_指示内容 a_
以下のエントリから、文字列「dune」を含む行を一行も漏らさず絞り込み、そのまま書き写してください。大文字と小文字の違いは区別する。

_原文抜粋_

本書のおもしろさは、戦後史の流れに沿いながら、闇市での薬屋から出発し、やがてスーパーマーケットの「誠実屋」を創業・発展させて、日本を代表する「流通王」に成り上がっていく塙太吉の生き様を、とりわけ成功のきっかけとなった反面、人生最大の危機をもたらせた深町信介(フカシン)との絡みのなかで描いている点にあります。強運の持ち主でもある塙のおカネと、儲けても「酒と女に消えてしまう」深町のアイデアという両輪がうまく回転していたからこそ、同社の発展が実現されたことがよくわかります。また、高齢化に伴う「買い物難民」の問題を解決し、地域の活性化に貢献できるビジネスモデルの提示もなされています。

 

[あらすじ] 「一か所の店舗で買い物が済んでしまう」

_指示内容 b_
書評について、次の問いに答えよ。
(i) 塙太吉は闇市で何の商売から出発したか。
(ii) 深町信介は書評の中で何と略して呼ばれているか。
(iii) 書評によると、示されたビジネスモデルは高齢化に伴うどんな問題を解決できるとされているか。

ポイントラベル付けの例:
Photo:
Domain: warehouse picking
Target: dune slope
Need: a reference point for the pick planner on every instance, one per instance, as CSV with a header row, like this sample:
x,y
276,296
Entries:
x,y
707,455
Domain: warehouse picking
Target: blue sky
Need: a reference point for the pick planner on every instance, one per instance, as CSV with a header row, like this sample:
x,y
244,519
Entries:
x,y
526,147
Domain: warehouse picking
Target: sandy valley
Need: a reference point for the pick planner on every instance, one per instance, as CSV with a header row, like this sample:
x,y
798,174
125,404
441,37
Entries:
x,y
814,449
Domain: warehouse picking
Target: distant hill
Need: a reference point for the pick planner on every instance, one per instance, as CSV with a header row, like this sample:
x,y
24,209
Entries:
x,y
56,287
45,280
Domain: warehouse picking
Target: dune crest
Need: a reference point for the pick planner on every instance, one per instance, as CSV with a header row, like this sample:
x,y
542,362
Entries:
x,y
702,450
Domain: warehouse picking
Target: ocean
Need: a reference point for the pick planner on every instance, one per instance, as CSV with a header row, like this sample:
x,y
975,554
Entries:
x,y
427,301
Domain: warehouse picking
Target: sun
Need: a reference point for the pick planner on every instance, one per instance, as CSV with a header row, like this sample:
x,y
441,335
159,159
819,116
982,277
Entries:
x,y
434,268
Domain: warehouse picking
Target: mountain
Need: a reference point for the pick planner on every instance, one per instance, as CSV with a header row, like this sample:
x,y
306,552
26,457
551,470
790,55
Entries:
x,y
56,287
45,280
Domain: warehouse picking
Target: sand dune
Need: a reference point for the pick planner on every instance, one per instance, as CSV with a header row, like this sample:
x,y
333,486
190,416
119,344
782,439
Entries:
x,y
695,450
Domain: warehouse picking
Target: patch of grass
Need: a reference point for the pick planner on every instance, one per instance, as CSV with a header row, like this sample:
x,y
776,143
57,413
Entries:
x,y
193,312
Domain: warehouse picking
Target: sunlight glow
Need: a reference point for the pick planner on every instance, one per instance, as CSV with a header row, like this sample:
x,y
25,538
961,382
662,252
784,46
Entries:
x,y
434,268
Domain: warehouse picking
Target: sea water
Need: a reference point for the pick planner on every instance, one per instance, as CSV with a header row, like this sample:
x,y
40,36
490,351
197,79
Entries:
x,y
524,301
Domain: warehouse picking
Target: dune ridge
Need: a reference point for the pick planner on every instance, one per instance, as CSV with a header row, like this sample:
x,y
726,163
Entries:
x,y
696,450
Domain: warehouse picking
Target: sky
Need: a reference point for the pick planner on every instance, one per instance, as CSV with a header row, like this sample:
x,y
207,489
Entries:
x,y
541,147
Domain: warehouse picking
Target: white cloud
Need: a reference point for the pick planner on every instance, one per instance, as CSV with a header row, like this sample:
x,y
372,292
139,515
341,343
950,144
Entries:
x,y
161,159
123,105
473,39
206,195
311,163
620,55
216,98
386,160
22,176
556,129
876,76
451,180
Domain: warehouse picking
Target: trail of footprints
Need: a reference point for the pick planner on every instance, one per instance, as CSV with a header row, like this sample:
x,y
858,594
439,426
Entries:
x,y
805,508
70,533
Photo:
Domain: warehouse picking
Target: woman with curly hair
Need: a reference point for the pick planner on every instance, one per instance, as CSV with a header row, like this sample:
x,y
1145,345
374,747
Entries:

_完全な解答 a_
Target: dune slope
Target: dune crest
Target: sand dune
Target: dune ridge

_完全な解答 b_
(i) 薬屋
(ii) フカシン
(iii) 「買い物難民」の問題